— Start INPUT MATERIAL —

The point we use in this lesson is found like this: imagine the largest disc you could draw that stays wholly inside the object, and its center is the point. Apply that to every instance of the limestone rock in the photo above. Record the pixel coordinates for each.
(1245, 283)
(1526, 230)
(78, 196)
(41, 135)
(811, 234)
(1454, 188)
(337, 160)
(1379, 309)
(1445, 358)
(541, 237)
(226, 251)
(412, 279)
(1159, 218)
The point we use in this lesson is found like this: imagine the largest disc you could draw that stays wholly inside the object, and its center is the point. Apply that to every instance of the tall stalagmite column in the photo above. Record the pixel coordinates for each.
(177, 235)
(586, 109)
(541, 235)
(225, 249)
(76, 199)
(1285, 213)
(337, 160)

— End INPUT MATERIAL —

Reproduce the listing above, substituting "biggest circle" for every occurrence of "largest disc" and keeping all other text unchanged.

**TASK RESPONSE**
The point we use in this lesson is found like this: imagine the biggest circle you could draw that stays wholly inside the object, and its center is the point. Apply that to every instance of the limestone rock in the photo above. Record the pixel coordinates for each.
(1245, 283)
(1526, 230)
(78, 196)
(41, 135)
(811, 234)
(1454, 188)
(337, 160)
(1379, 309)
(1445, 358)
(541, 237)
(226, 251)
(412, 279)
(1159, 218)
The point we use in this lesson is found like this: imagine the biggest circle you could draw that stays wholly inside the object, and its center is the point. Apply that to every instance of the tall stalagmite column in the photo above. Record the pixel coordinates for each.
(177, 235)
(586, 109)
(541, 235)
(225, 249)
(76, 199)
(1285, 213)
(337, 160)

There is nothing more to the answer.